**Extracted entries**:
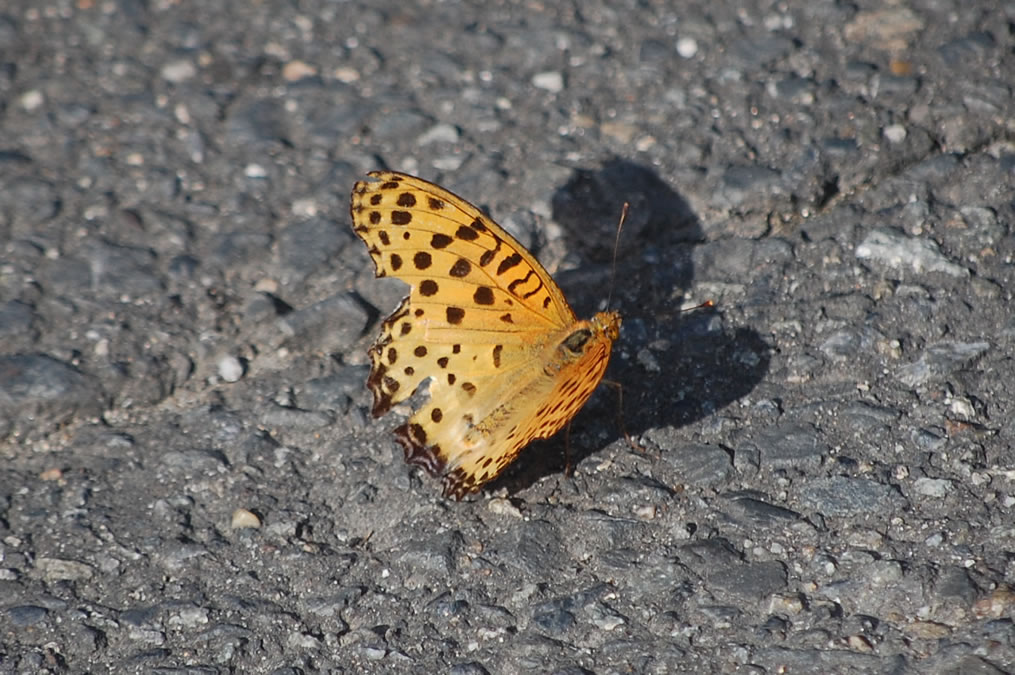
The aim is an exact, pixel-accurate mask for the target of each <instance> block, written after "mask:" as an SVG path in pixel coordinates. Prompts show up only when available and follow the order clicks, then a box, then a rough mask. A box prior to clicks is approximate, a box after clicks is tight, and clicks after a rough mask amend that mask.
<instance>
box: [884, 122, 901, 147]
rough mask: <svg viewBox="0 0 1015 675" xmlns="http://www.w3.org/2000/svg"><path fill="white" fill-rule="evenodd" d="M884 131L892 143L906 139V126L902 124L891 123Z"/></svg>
mask: <svg viewBox="0 0 1015 675" xmlns="http://www.w3.org/2000/svg"><path fill="white" fill-rule="evenodd" d="M883 133H884V136H885V138H887V139H888V142H890V143H901V142H902V141H904V140H905V134H906V131H905V127H903V126H902V125H900V124H889V125H888V126H887V127H885V130H884V132H883Z"/></svg>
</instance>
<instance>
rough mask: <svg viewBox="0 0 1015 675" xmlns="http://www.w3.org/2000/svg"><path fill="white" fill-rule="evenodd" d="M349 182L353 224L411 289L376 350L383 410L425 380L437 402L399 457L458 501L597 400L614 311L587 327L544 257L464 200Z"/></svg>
mask: <svg viewBox="0 0 1015 675" xmlns="http://www.w3.org/2000/svg"><path fill="white" fill-rule="evenodd" d="M368 176H370V177H371V178H374V179H376V180H375V181H359V182H357V183H356V185H355V187H353V189H352V197H351V205H350V212H351V214H352V227H353V230H354V231H355V232H356V234H357V235H358V237H359V238H360V239H361V240H363V243H364V244H366V248H367V250H368V252H369V254H370V258H373V259H374V264H375V265H376V267H377V276H379V277H382V276H394V277H398V278H399V279H401V280H402V281H405V282H406V283H408V284H409V287H410V288H409V295H408V296H407V297H406V298H405V299H403V300H402V303H401V305H400V306H399V308H398V309H397V310H396V311H395V313H394V314H392V315H391V316H390V317H388V319H387V320H386V321H385V322H384V325H383V326H382V328H381V335H380V336H379V337H378V339H377V341H376V342H375V343H374V346H373V347H370V350H369V356H370V363H371V364H373V367H371V370H370V375H369V378H368V379H367V381H366V386H367V387H368V388H369V390H370V391H371V392H374V409H373V413H374V416H375V417H380V416H381V415H383V414H385V413H386V412H388V410H390V409H391V407H392V405H394V404H395V403H399V402H400V401H404V400H405V399H407V398H408V397H409V396H411V395H412V394H413V392H415V391H416V389H417V388H418V387H419V386H420V385H421V384H422V383H423V382H424V381H425V380H427V379H429V401H428V402H427V403H426V404H425V405H424V406H423V407H422V408H421V409H419V410H417V411H416V412H415V413H414V414H413V415H412V416H411V417H410V418H409V420H408V422H406V423H405V424H403V425H402V426H400V427H398V429H396V431H395V433H396V435H397V437H398V441H399V442H400V443H401V444H402V446H403V448H404V450H405V460H406V462H408V463H409V464H414V465H418V466H421V467H423V468H424V469H426V471H427V472H429V473H430V475H433V476H444V494H445V496H453V497H455V498H456V499H461V498H462V497H463V496H464V495H465V494H468V493H469V492H475V491H476V490H478V489H479V488H480V487H481V486H482V485H483V484H484V483H486V482H487V481H489V480H491V479H493V478H494V477H495V476H496V475H497V474H499V473H500V472H501V471H502V470H503V469H504V467H506V466H507V465H509V464H510V463H511V462H512V461H513V460H514V459H515V458H516V457H518V454H519V453H520V452H521V451H522V449H523V448H525V447H526V446H527V445H529V443H530V442H532V441H533V440H534V438H546V437H548V436H550V435H552V434H553V433H555V432H556V431H557V430H558V429H560V427H561V426H563V425H564V424H565V423H567V422H568V421H569V420H570V419H571V418H572V417H573V416H574V415H576V414H577V413H578V411H579V410H580V409H581V408H582V406H583V405H584V404H585V402H586V401H587V400H588V399H589V397H590V396H592V393H593V391H595V389H596V386H597V385H598V384H599V381H600V380H602V378H603V373H604V372H605V370H606V364H607V361H608V360H609V358H610V350H611V348H612V346H613V342H614V340H616V339H617V336H618V335H619V332H620V315H619V314H617V313H616V312H600V313H599V314H597V315H596V316H594V317H593V318H592V320H590V321H579V320H578V318H577V317H576V316H574V313H573V312H572V311H571V309H570V307H569V306H568V305H567V300H565V299H564V296H563V294H562V293H561V292H560V288H558V287H557V284H556V283H554V282H553V279H552V278H550V275H549V274H548V273H547V272H546V270H545V269H543V267H542V265H540V264H539V262H538V261H537V260H536V259H535V258H534V257H533V256H532V254H530V253H529V252H528V251H526V250H525V249H524V248H523V247H522V245H521V244H519V243H518V242H517V241H516V240H515V238H513V237H512V235H511V234H509V233H507V232H505V231H504V230H503V229H502V228H501V227H500V226H499V225H497V224H496V223H495V222H493V220H491V219H490V218H489V217H488V216H486V215H484V214H483V213H482V212H481V211H480V210H479V209H478V208H476V207H475V206H473V205H472V204H470V203H468V202H467V201H465V200H464V199H462V198H460V197H458V196H456V195H454V194H452V193H451V192H448V191H447V190H445V189H443V188H439V187H437V186H435V185H433V184H432V183H427V182H426V181H423V180H421V179H418V178H414V177H412V176H407V175H405V174H398V173H395V172H373V173H370V174H369V175H368Z"/></svg>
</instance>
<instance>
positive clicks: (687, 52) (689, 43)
mask: <svg viewBox="0 0 1015 675" xmlns="http://www.w3.org/2000/svg"><path fill="white" fill-rule="evenodd" d="M677 54H679V55H680V56H682V57H684V58H685V59H691V58H693V57H694V55H695V54H697V41H696V40H694V39H693V38H681V39H680V40H678V41H677Z"/></svg>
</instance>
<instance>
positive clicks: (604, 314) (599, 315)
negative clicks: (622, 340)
mask: <svg viewBox="0 0 1015 675" xmlns="http://www.w3.org/2000/svg"><path fill="white" fill-rule="evenodd" d="M589 323H590V324H592V328H593V330H594V331H595V332H596V333H599V334H602V335H605V336H606V337H607V338H609V339H610V342H616V340H617V338H618V337H620V313H619V312H600V313H599V314H597V315H596V316H595V317H593V318H592V321H591V322H589Z"/></svg>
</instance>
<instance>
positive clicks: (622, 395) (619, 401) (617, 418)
mask: <svg viewBox="0 0 1015 675" xmlns="http://www.w3.org/2000/svg"><path fill="white" fill-rule="evenodd" d="M603 384H604V385H607V386H609V387H612V388H613V389H615V390H616V391H617V426H618V427H619V428H620V432H621V433H623V434H624V441H626V442H627V445H628V446H630V447H631V449H633V450H634V452H637V453H640V452H642V449H641V446H639V445H637V444H636V443H634V441H633V440H632V438H631V436H630V434H629V433H627V429H626V428H625V427H624V386H623V385H621V384H620V383H619V382H616V381H615V380H603Z"/></svg>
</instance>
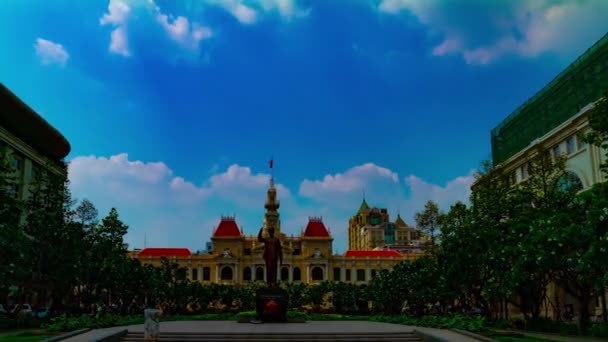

**Activity**:
Only the pictures are to be left out, and all of the data must otherwise be transcribed exactly.

**Task result**:
The aim is an exact, pixel-accurate mask for the target of each <instance> block, written after "mask:" as an SVG path in pixel coordinates. Prompts show up only when available and follow the order clicks, then a box, then a rough mask. A box prior to clicks is approximate, a box after clicks is tight, and clicks after a rough mask amend that mask.
<instance>
box: [884, 122, 901, 147]
rough mask: <svg viewBox="0 0 1015 675" xmlns="http://www.w3.org/2000/svg"><path fill="white" fill-rule="evenodd" d="M884 131L892 143L906 139V126L902 124L891 123Z"/></svg>
mask: <svg viewBox="0 0 1015 675" xmlns="http://www.w3.org/2000/svg"><path fill="white" fill-rule="evenodd" d="M883 133H884V136H885V138H887V139H888V142H890V143H901V142H902V141H904V140H905V134H906V131H905V127H903V126H902V125H900V124H889V125H888V126H887V127H885V130H884V132H883Z"/></svg>
</instance>
<instance>
rough mask: <svg viewBox="0 0 1015 675" xmlns="http://www.w3.org/2000/svg"><path fill="white" fill-rule="evenodd" d="M349 182L353 224L411 289L376 350L383 410L425 380L437 402L399 457L458 501L597 400L614 311L587 327L544 257L464 200Z"/></svg>
mask: <svg viewBox="0 0 1015 675" xmlns="http://www.w3.org/2000/svg"><path fill="white" fill-rule="evenodd" d="M368 176H370V177H371V178H374V179H376V180H375V181H359V182H357V183H356V185H355V187H353V189H352V197H351V205H350V212H351V214H352V227H353V230H354V231H355V232H356V234H357V235H358V237H359V238H360V239H361V240H363V243H364V244H366V248H367V250H368V252H369V254H370V258H373V259H374V264H375V265H376V267H377V276H379V277H382V276H394V277H398V278H399V279H401V280H402V281H405V282H406V283H408V284H409V287H410V288H409V295H408V296H407V297H406V298H405V299H403V300H402V303H401V305H400V306H399V308H398V309H397V310H396V311H395V313H394V314H392V315H391V316H390V317H388V319H387V320H386V321H385V322H384V325H383V326H382V328H381V335H380V336H379V337H378V339H377V341H376V342H375V343H374V346H373V347H370V350H369V356H370V363H371V364H373V367H371V370H370V375H369V378H368V379H367V381H366V386H367V387H368V388H369V390H370V391H371V392H374V409H373V413H374V416H375V417H380V416H381V415H383V414H385V413H386V412H388V410H390V409H391V407H392V405H394V404H395V403H399V402H400V401H404V400H405V399H407V398H408V397H409V396H411V395H412V394H413V392H415V391H416V389H417V388H418V387H419V386H420V385H421V384H422V383H423V382H424V381H425V380H427V379H429V401H428V402H427V403H426V404H425V405H424V406H423V407H422V408H421V409H419V410H417V411H416V412H415V413H414V414H413V415H412V416H411V417H410V418H409V420H408V422H406V423H405V424H403V425H402V426H400V427H398V429H396V431H395V433H396V435H397V437H398V441H399V442H400V443H401V444H402V446H403V448H404V450H405V460H406V462H408V463H409V464H414V465H418V466H421V467H423V468H424V469H426V471H427V472H429V473H430V475H433V476H444V494H445V496H453V497H455V498H456V499H461V498H462V497H463V496H464V495H465V494H468V493H469V492H475V491H476V490H478V489H479V488H480V487H481V486H482V485H483V484H484V483H486V482H487V481H489V480H491V479H493V478H494V477H495V476H496V475H497V474H499V473H500V472H501V471H502V470H503V469H504V467H506V466H507V465H509V464H510V463H511V462H512V461H513V460H514V459H515V458H516V457H518V454H519V453H520V452H521V451H522V449H523V448H525V447H526V446H527V445H529V443H530V442H532V441H533V440H534V438H546V437H548V436H550V435H552V434H553V433H555V432H556V431H557V430H558V429H560V427H561V426H563V425H564V424H565V423H567V422H568V421H569V420H570V419H571V418H572V417H573V416H574V415H576V414H577V413H578V411H579V410H580V409H581V408H582V406H583V405H584V404H585V402H586V401H587V400H588V399H589V397H590V396H592V393H593V391H595V389H596V386H597V385H598V384H599V381H600V380H602V378H603V373H604V372H605V370H606V364H607V361H608V360H609V358H610V350H611V348H612V346H613V342H614V340H616V339H617V336H618V335H619V332H620V315H619V314H617V313H616V312H600V313H599V314H597V315H596V316H594V317H593V318H592V320H590V321H579V320H578V318H577V317H576V316H574V313H573V312H572V311H571V309H570V307H569V306H568V305H567V300H565V299H564V296H563V294H562V293H561V292H560V288H558V287H557V284H556V283H554V282H553V279H552V278H550V275H549V274H548V273H547V272H546V270H545V269H543V267H542V265H540V264H539V262H538V261H537V260H536V259H535V258H534V257H533V256H532V254H530V253H529V252H528V251H526V250H525V249H524V248H523V247H522V245H521V244H519V243H518V242H517V241H516V240H515V238H513V237H512V235H511V234H509V233H507V232H505V231H504V230H503V229H502V228H501V227H500V226H499V225H497V224H496V223H495V222H493V220H491V219H490V218H489V217H488V216H486V215H484V214H483V213H482V212H481V211H480V210H479V209H478V208H476V207H475V206H473V205H472V204H470V203H468V202H467V201H465V200H464V199H462V198H460V197H458V196H456V195H454V194H452V193H451V192H448V191H447V190H445V189H443V188H439V187H437V186H435V185H433V184H432V183H427V182H426V181H423V180H421V179H418V178H414V177H412V176H407V175H405V174H398V173H395V172H373V173H370V174H369V175H368Z"/></svg>
</instance>
<instance>
positive clicks: (687, 52) (689, 43)
mask: <svg viewBox="0 0 1015 675" xmlns="http://www.w3.org/2000/svg"><path fill="white" fill-rule="evenodd" d="M677 54H679V55H680V56H682V57H684V58H685V59H691V58H693V57H694V55H695V54H697V41H696V40H694V39H693V38H681V39H680V40H678V41H677Z"/></svg>
</instance>
<instance>
positive clicks: (604, 314) (599, 315)
negative clicks: (622, 340)
mask: <svg viewBox="0 0 1015 675" xmlns="http://www.w3.org/2000/svg"><path fill="white" fill-rule="evenodd" d="M589 323H590V324H592V328H593V330H594V331H595V332H596V333H599V334H602V335H605V336H606V337H607V338H609V339H610V342H616V340H617V338H618V337H620V313H619V312H600V313H599V314H597V315H596V316H595V317H593V318H592V321H591V322H589Z"/></svg>
</instance>
<instance>
positive clicks: (622, 395) (619, 401) (617, 418)
mask: <svg viewBox="0 0 1015 675" xmlns="http://www.w3.org/2000/svg"><path fill="white" fill-rule="evenodd" d="M603 384H604V385H607V386H609V387H612V388H613V389H615V390H616V391H617V426H618V427H619V428H620V432H621V433H623V434H624V441H626V442H627V445H628V446H630V447H631V449H633V450H634V452H637V453H640V452H642V449H641V446H639V445H637V444H636V443H634V441H633V440H632V438H631V436H630V434H629V433H627V429H626V428H625V427H624V386H623V385H621V384H620V383H619V382H616V381H615V380H603Z"/></svg>
</instance>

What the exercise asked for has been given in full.